▶ WHAT THE TASK ASKS
Write out, word for word, only the data from its first line to the line containing "find dog silhouette".

(Stored dataset items)
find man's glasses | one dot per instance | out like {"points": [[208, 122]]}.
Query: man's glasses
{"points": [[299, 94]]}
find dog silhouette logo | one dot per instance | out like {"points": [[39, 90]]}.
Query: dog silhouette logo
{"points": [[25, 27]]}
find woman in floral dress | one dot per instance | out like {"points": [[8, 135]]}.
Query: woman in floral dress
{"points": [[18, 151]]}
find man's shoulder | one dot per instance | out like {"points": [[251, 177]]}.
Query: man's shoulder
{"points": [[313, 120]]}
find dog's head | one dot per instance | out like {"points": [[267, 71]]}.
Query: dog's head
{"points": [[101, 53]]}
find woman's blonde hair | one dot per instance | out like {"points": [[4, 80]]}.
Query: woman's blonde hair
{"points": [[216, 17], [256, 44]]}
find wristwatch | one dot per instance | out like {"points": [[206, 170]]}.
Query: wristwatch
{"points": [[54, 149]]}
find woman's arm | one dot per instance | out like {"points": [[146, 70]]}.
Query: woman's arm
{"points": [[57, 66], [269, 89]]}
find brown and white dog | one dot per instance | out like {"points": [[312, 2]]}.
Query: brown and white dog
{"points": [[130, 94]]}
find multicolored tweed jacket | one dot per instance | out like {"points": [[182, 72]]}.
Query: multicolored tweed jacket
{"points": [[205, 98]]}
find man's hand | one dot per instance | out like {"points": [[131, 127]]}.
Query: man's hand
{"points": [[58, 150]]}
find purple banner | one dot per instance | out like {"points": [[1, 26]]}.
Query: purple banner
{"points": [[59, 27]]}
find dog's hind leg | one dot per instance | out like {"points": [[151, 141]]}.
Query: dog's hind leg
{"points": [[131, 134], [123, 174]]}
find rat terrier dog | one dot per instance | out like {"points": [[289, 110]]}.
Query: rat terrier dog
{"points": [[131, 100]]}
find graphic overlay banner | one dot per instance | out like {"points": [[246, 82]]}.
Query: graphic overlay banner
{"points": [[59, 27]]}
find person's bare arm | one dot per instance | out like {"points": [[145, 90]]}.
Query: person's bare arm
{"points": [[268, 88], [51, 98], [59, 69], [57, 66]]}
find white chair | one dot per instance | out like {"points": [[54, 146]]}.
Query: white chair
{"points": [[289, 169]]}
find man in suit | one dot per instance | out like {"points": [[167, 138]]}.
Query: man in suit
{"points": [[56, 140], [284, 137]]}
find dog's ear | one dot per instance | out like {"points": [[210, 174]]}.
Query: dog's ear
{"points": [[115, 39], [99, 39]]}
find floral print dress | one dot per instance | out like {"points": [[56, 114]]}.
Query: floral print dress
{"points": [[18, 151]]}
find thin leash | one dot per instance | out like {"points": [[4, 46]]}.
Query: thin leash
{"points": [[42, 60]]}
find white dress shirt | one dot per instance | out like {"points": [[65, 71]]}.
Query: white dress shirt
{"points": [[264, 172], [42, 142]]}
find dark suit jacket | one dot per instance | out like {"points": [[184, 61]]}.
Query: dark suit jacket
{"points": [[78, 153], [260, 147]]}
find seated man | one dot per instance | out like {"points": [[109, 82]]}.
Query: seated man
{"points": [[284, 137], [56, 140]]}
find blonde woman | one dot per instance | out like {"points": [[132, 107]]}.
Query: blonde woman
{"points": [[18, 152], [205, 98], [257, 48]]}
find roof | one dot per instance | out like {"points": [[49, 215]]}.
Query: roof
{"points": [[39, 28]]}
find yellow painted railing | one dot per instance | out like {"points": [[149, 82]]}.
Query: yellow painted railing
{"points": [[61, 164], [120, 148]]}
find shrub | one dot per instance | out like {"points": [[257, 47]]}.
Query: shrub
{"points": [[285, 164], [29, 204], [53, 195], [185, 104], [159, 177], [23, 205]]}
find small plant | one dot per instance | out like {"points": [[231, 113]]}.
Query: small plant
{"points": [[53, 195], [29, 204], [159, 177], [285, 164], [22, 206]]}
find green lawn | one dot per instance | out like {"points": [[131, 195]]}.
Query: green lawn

▶ RESPONSE TO THE EXERCISE
find man's glasses | one dot per instance | out like {"points": [[208, 122]]}.
Query: man's glasses
{"points": [[299, 94]]}
find dog silhouette logo | one dot per instance | out like {"points": [[39, 90]]}.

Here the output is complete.